Album Review: Blackout Problems - 'DARK'
From the outset, German outfit Blackout Problem’s third album is nothing short of superb: grappling with issues ranging from political disillusionment, existential doubt and ecocentric annihilation to the notions of young love, teenage angst, and simply growing up. An incredible offering from an incredible band.
Formed in Munich in 2012, Blackout Problems are no strangers to the mysteries and magic of the new release. With three albums prior to this — one being a reworked version of their sophomore release, ‘Kaos’ — their discography is varied, vast, and vitriolic. Yet this, their third (proper) album — and their first on a major label — is something else.

▸ Work order 1:
Check each statement against the Blackout Problems review and answer yes or no, quoting the words from the review that decide it: (a) the band was formed in Munich in 2012; (b) 'DARK' is the band's first album on a major label; (c) 'Kaos' was the band's debut album.
▸ Work order 2:
Translate this sentence from the Blackout Problems review into German: "Yet this, their third (proper) album — and their first on a major label — is something else."
▸ Work order 3:
Carry on the review of the Blackout Problems album 'DARK' with one more paragraph after its last sentence.
None of the entries that come after the review is needed to work with it.

▸ Given data:
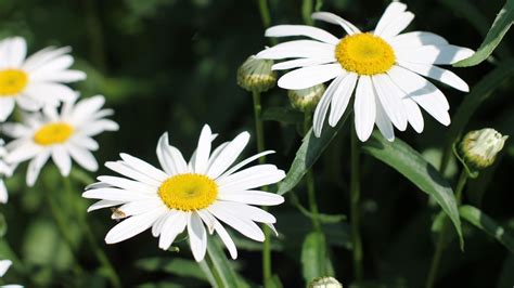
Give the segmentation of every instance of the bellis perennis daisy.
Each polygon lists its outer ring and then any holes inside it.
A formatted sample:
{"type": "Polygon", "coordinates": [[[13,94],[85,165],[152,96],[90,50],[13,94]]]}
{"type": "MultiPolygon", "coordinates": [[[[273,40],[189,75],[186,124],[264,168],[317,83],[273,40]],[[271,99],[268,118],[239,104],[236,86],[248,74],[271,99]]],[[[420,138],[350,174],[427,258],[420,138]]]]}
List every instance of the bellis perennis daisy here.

▸ Result 1:
(a) Yes: "Formed in Munich in 2012"
(b) Yes: "and their first on a major label"
(c) No: "one being a reworked version of their sophomore release, ‘Kaos’"

▸ Result 2:
Doch dieses, ihr drittes (richtiges) Album – und ihr erstes bei einem Major-Label – ist etwas ganz Besonderes.

▸ Result 3:
First up comes the (appropriately capitalised) opening track ‘MURDERER’. The anguished track starts with nothing but a simple and swift staccato and a few crashes on a drum pad; it’s almost hard to reconcile it with the incendiary call-to-arms that the burning growl of Mario Radetzky creates. ‘The best politician is a dead one’, he cries, referencing the recent murder of a German politician and satirising his killer, a man with ties to both ultranationalist parties and neo-nazi groups; elsewhere, cries of ‘[b]ooks burn best when they’re freshly pressed’, reference the state-based dystopian and epistemological nightmare of Fahrenheit 451, highlighting the misinformation rife in these inflamed groups. Yet it’s hard not to read into the track, particularly in light of the recent events in the US. When there exist armed rioters spouting challenges towards democracy and storming the Capitol, fed by wholly false and incredibly dangerous lies from a (recently unseated) President, lyrics challenging the death of knowledge and announcing that ‘the best politician is a dead one’ take on an entirely new significance.
And that’s just one song.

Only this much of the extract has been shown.